Task brief: Locate each line of the data below that contains the word "blurred" and copy those lines out in full. Case matters when matching.

Dataset extract:
┄┄┄┄┄┄┄┄┄┄┄┄┄┄┄┄┄┄┄┄

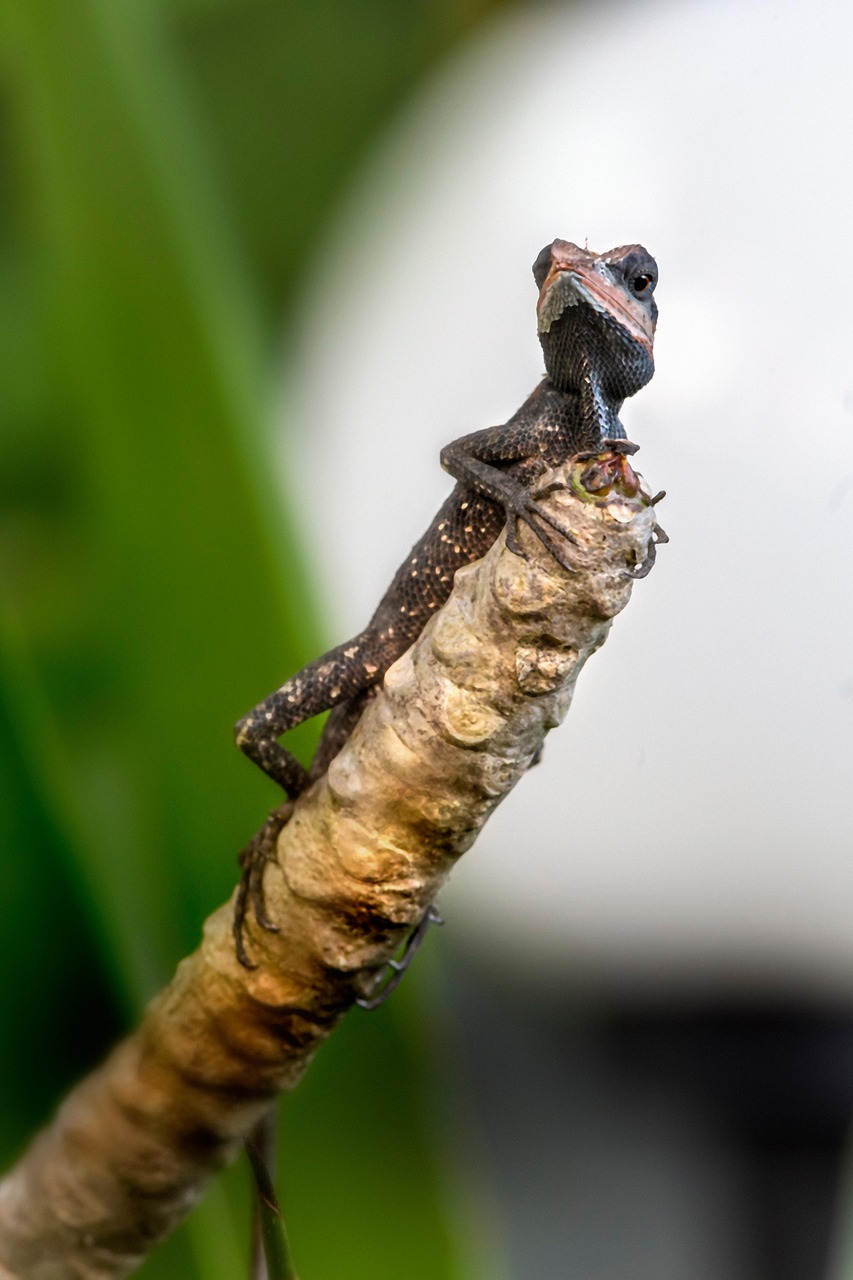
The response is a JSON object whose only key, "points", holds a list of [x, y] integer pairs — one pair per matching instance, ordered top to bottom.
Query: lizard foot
{"points": [[520, 506], [643, 570], [252, 859], [392, 973]]}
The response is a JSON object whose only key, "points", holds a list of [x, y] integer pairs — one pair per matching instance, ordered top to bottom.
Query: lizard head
{"points": [[597, 316]]}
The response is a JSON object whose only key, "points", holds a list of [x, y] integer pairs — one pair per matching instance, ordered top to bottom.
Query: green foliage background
{"points": [[165, 170]]}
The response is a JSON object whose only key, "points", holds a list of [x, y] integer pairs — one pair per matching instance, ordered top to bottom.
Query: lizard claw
{"points": [[520, 506], [658, 536], [252, 859], [381, 990]]}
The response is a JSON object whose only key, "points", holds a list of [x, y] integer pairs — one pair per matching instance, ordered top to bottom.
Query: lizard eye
{"points": [[643, 283]]}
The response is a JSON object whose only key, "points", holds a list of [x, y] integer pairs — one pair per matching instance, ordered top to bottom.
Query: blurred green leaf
{"points": [[147, 556]]}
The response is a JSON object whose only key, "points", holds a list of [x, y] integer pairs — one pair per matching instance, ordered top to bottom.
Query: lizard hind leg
{"points": [[325, 682]]}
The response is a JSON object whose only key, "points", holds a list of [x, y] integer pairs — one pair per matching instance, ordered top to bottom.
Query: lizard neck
{"points": [[598, 412]]}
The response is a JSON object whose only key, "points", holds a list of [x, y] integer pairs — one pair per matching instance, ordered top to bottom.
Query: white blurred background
{"points": [[719, 718], [652, 1011]]}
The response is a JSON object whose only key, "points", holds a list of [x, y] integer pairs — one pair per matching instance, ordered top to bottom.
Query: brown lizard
{"points": [[596, 320]]}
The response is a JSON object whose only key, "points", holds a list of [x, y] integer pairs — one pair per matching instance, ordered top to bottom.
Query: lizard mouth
{"points": [[570, 283]]}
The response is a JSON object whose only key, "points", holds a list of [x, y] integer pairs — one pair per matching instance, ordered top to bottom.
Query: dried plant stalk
{"points": [[459, 721]]}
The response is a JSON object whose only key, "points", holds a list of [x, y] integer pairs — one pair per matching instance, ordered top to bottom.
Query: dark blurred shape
{"points": [[630, 1143]]}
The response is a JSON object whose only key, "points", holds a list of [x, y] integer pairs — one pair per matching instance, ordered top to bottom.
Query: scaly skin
{"points": [[596, 318]]}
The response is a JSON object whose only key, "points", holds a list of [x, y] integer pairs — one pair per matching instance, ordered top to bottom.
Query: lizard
{"points": [[596, 316]]}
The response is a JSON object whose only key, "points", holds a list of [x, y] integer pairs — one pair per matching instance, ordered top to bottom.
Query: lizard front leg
{"points": [[480, 462]]}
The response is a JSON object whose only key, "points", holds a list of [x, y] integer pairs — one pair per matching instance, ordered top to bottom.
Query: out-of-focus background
{"points": [[259, 259]]}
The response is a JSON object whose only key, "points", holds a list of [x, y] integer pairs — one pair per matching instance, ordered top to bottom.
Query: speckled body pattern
{"points": [[597, 320]]}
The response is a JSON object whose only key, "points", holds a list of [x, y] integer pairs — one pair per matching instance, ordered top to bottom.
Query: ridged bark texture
{"points": [[459, 721]]}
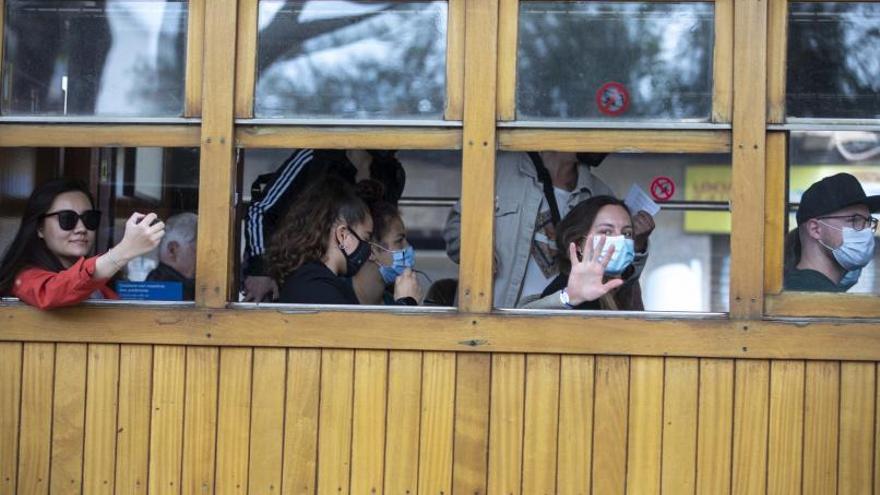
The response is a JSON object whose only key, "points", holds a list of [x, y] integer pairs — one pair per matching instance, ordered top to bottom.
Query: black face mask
{"points": [[357, 259]]}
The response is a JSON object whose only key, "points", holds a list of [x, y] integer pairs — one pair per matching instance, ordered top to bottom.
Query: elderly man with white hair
{"points": [[177, 254]]}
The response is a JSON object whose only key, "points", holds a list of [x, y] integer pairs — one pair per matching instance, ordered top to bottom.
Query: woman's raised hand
{"points": [[585, 282]]}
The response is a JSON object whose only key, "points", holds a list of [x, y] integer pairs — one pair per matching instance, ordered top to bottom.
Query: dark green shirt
{"points": [[810, 281]]}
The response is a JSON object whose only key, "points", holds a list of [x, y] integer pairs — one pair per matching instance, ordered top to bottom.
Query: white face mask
{"points": [[857, 249]]}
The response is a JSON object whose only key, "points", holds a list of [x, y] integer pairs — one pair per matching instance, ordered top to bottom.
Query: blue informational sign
{"points": [[150, 291]]}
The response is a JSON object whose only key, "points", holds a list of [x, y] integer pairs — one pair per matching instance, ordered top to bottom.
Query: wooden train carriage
{"points": [[778, 395]]}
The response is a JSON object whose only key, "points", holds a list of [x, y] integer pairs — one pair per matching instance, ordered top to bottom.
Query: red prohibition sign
{"points": [[612, 98], [662, 188]]}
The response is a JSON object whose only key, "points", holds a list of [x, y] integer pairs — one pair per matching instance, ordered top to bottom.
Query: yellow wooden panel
{"points": [[455, 23], [508, 25], [777, 38], [194, 55], [246, 59], [722, 91], [614, 140], [749, 155], [478, 157], [216, 158], [774, 211], [38, 369], [858, 389], [680, 398], [10, 404], [102, 405], [750, 412], [68, 419], [200, 419], [233, 421], [267, 421], [301, 421], [368, 421], [821, 421], [506, 424], [541, 424], [610, 424], [575, 425], [645, 425], [166, 426], [436, 431], [714, 433], [334, 435], [402, 435], [133, 437], [785, 443], [469, 462]]}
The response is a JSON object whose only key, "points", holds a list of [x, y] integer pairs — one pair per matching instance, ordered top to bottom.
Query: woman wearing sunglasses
{"points": [[48, 264]]}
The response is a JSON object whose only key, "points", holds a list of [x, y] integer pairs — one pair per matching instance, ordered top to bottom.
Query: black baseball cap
{"points": [[832, 194]]}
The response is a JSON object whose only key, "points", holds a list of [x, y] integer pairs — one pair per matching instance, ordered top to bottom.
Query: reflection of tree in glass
{"points": [[662, 54], [834, 60], [389, 62]]}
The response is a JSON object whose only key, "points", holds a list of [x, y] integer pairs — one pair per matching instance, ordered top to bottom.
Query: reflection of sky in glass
{"points": [[660, 52], [119, 57], [351, 60], [834, 60]]}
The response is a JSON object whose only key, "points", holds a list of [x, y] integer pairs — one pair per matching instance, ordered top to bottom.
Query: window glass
{"points": [[81, 58], [353, 60], [833, 60], [615, 61], [122, 181], [425, 185], [688, 253], [848, 260]]}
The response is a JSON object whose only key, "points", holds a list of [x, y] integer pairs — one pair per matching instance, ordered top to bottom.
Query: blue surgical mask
{"points": [[624, 253], [400, 261]]}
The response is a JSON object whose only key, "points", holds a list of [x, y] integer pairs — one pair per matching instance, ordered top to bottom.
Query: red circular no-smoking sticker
{"points": [[612, 98], [662, 188]]}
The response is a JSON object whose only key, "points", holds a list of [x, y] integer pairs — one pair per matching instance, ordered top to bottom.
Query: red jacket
{"points": [[46, 289]]}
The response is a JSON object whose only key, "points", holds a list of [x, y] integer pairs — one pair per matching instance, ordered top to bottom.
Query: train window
{"points": [[833, 53], [87, 58], [351, 60], [615, 61], [121, 181], [833, 200], [302, 224], [685, 264]]}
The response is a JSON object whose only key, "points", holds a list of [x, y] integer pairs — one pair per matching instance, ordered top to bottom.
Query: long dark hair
{"points": [[578, 222], [302, 235], [28, 249]]}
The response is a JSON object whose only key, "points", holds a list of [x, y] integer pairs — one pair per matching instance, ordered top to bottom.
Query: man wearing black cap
{"points": [[836, 234]]}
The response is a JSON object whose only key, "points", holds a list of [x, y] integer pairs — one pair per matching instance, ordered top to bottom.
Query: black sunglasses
{"points": [[67, 219]]}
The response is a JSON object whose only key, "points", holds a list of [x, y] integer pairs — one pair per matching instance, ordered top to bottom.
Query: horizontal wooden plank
{"points": [[92, 135], [409, 138], [615, 140], [796, 304], [561, 334]]}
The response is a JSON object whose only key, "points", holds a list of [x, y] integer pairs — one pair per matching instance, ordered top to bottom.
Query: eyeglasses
{"points": [[67, 219], [858, 222]]}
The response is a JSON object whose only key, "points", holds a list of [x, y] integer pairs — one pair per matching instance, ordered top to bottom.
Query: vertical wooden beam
{"points": [[455, 22], [508, 33], [195, 38], [777, 42], [246, 58], [722, 69], [749, 155], [478, 157], [217, 158], [775, 212], [10, 408], [470, 457]]}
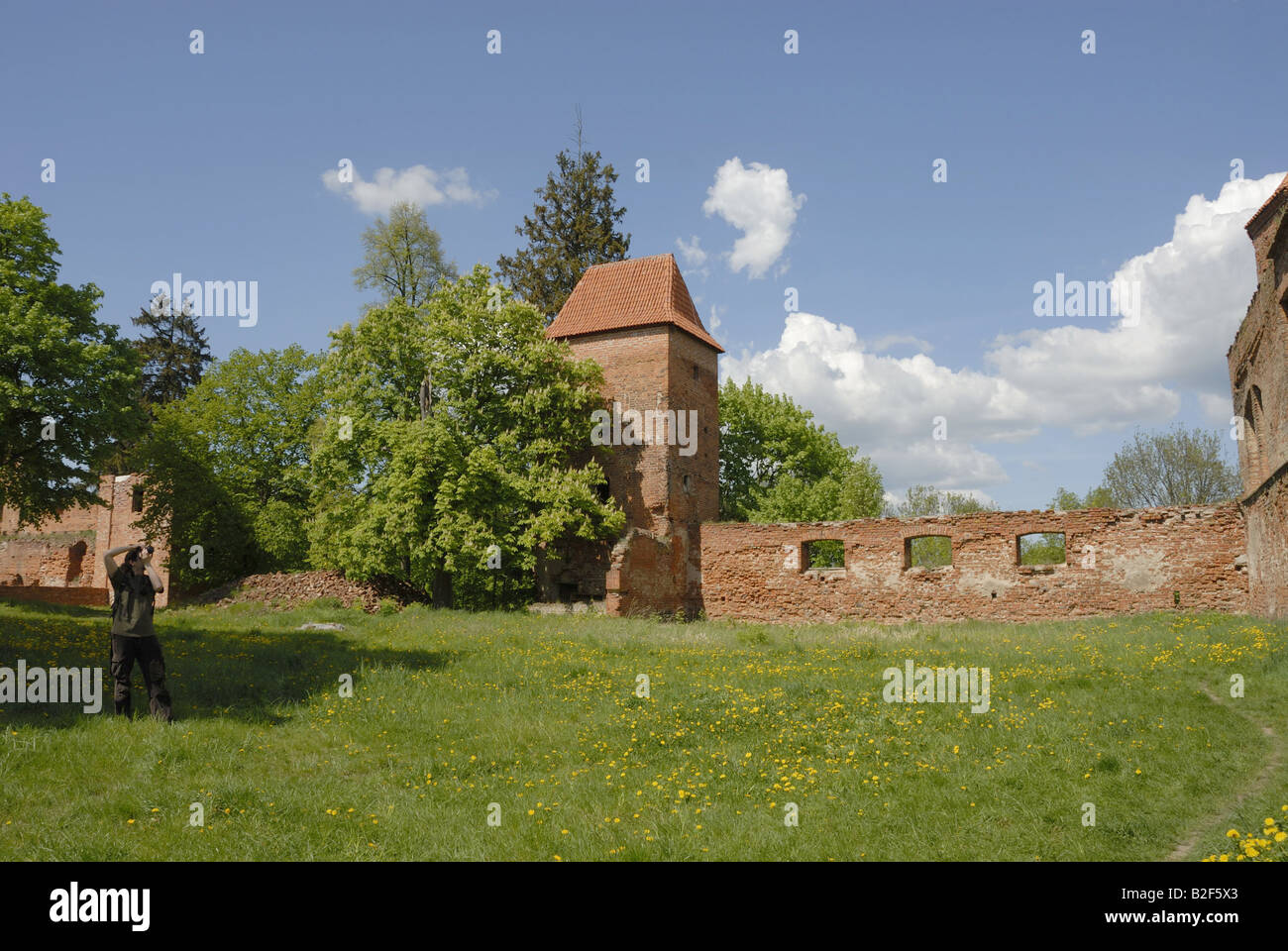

┄┄┄┄┄┄┄┄┄┄┄┄┄┄┄┄┄┄┄┄

Result of this task:
Query: blurred green leaf
Query: white blurred background
Query: dark blurred shape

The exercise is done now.